_Suas instruções_
Transcreva integralmente, sem nenhuma alteração, o texto sobre a investigação da execução do delator Douglas.

Os policiais investigam a suspeita de que ele tenha se envolvido com um grupo criminoso catarinense. Sobre a execução, a principal hipótese é que tenha sido localizado por seus rivais. Algo que ainda está sendo apurado pelos investigadores catarinenses.
— Embora tenha ocorrido lá, o resultado é relevante para o nosso trabalho. Tudo vai repercutir nos processo em que ele foi delator. O esclarecimento é de extrema importância — afirma o delegado Eibert Moreira, diretor de Investigações do Departamento de Homicídios.
Depoimentos
Antes de se tornar delator, Douglas foi gerente do tráfico no bairro Mario Quintana, na zona leste de Porto Alegre, onde cresceu. Conhecido como Magrão, circulava pelo bairro com uma camiseta do Barcelona. No período em que fez parte do grupo criminoso, ostentava armas, como pistolas e fuzis.

_Dados coletados_
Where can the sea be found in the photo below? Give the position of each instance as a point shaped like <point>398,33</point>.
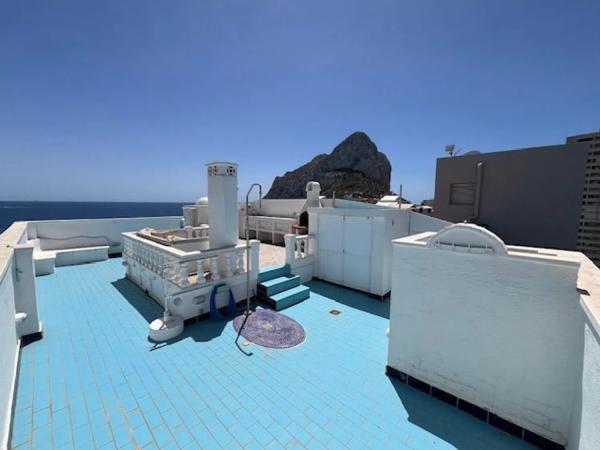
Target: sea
<point>14,211</point>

_Exercício concluído_
Os policiais investigam a suspeita de que ele tenha se envolvido com um grupo criminoso catarinense. Sobre a execução, a principal hipótese é que tenha sido localizado por seus rivais. Algo que ainda está sendo apurado pelos investigadores catarinenses.
— Embora tenha ocorrido lá, o resultado é relevante para o nosso trabalho. Tudo vai repercutir nos processo em que ele foi delator. O esclarecimento é de extrema importância — afirma o delegado Eibert Moreira, diretor de Investigações do Departamento de Homicídios.
Depoimentos
Antes de se tornar delator, Douglas foi gerente do tráfico no bairro Mario Quintana, na zona leste de Porto Alegre, onde cresceu. Conhecido como Magrão, circulava pelo bairro com uma camiseta do Barcelona. No período em que fez parte do grupo criminoso, ostentava armas, como pistolas e fuzis.